• **DAFTAR TUGAS**:
[a] Sebutkan setiap kata berbeda yang diapit tanda kutip dalam kutipan teks di bawah.
[b] Lanjutkan kutipan teks tentang suara anak-anak yang dibungkam itu, mulai sesudah kalimat terakhirnya.

*** KUTIPAN TEKS

Sebenarnya, apanya yang “aib”? Apakah mengganggu “kedamaian” masjid lebih aib daripada membiarkan belasan pasang mata kami redup kehilangan cahaya?
Apakah mengganggu rutinitas “mengaji” lebih aib dari membiarkan kami membawa luka tak terlihat di tubuh dan ingatan?
Orang-orang “dewasa” kami nampaknya lebih takut melakukan kegiatan seksual mandiri, daripada melecehkan dan memperkosa. Atau jangan-jangan, semua itu bukan sekadar memenuhi kepuasan seks? Mungkin ada semacam lubang besar, yang gelap dan menakutkan di dalam diri mereka, yang mereka pikir bisa ditambal dengan menguasai, menaklukkan, memiliki, dan menghancurkan tubuh lain.
Kami dimarahi saat merebut mainan teman. Tapi saat mereka merebut kendali tubuh kami, kami disuruh diam. Apa mungkin mereka terlalu malu? Tapi mereka melakukannya lagi, lagi, dan lagi. Seolah hanya karena kami kecil dan muda, orang “dewasa” menganggap kami bukan manusia juga.
Suara-suara kecil kami tidak dipercaya. Bahkan dibungkam kalau mengganggu kenyamanan. Kenyamanan mereka, bukan kami.

******
*** DATA MASUKAN

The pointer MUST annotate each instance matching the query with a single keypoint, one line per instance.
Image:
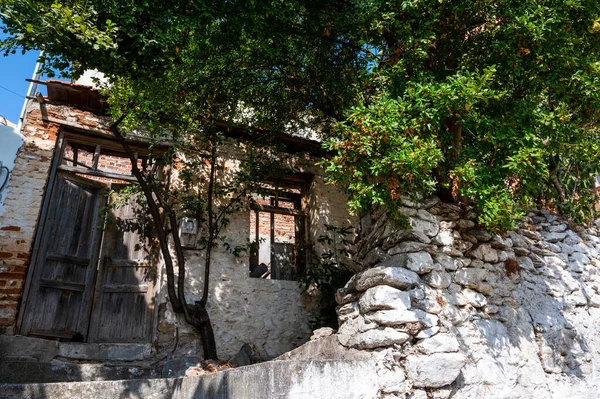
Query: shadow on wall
(11, 142)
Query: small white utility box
(188, 231)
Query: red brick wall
(24, 200)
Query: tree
(490, 102)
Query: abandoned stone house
(63, 277)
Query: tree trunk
(195, 315)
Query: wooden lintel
(40, 82)
(98, 173)
(274, 209)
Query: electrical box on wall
(188, 232)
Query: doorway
(92, 276)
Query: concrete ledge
(331, 379)
(105, 352)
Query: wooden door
(63, 278)
(124, 299)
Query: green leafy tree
(491, 102)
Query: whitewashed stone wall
(451, 310)
(272, 315)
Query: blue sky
(14, 69)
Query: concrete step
(31, 371)
(330, 379)
(34, 360)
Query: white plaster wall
(274, 315)
(10, 142)
(462, 313)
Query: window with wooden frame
(93, 273)
(278, 233)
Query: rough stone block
(384, 297)
(393, 276)
(434, 371)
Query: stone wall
(22, 206)
(454, 311)
(271, 314)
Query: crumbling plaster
(271, 314)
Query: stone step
(332, 379)
(28, 370)
(35, 360)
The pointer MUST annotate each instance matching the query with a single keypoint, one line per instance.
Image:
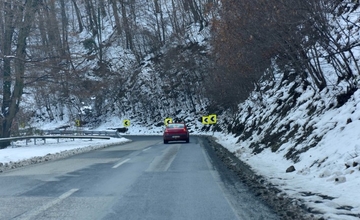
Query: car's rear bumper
(176, 137)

******

• **HASIL TUGAS**:
[a] aib, kedamaian, mengaji, dewasa

[b]
Mereka hanya menginginkan kami untuk dimiliki, agar bisa menjaga mereka saat tua nanti, sebelum mereka yakin bisa menjaga kami sampai kami mampu menjaga diri kami sendiri. Seperti kami menginginkan anak ayam lucu berwarna-warni, yang kemudian kami terlantarkan setelah 2-3 hari. Orang-orang “dewasa” kami, ternyata masih “anak-anak” juga.
Apa yang salah dari mereka? Apa yang mereka pelajari saat seusia kami? Dari mana mereka belajar? Apakah dari film porno saja? Apa semua penonton film porno berarti calon pemerkosa? Apakah ayah, paman, kakek, guru mereka mencabuli mereka juga? Bagaimana dengan orang-orang “dewasa” yang ikut tertawa saat mendengar candaan menjijikan, celetukan jorok yang merendahkan orang lain?
Sungguh, kami anak laki-laki tidak ingin jadi penjahat. Anak-anak, perempuan dewasa, tentu tidak seorang pun ingin diperkosa. Bagaimana memutus mata rantai, agar kami, anak-anak mereka, tidak melanjutkan tradisi menjijikan itu?
Dari mana anak laki-laki dapat belajar menjadi manusia? Yang justru merasa malu ketika disamakan dengan binatang (seperti dalam pengandaian “kucing pasti menerkam saat diberi ikan”, atau “semut pasti mengerumuni permen yang tidak dibungkus”). Bagaimana kami belajar melihat perempuan dan anak-anak sebagai manusia setara seperti kami? Kami ingin memahami bahasa mereka. Kami ingin belajar bagaimana mereka ingin diperlakukan.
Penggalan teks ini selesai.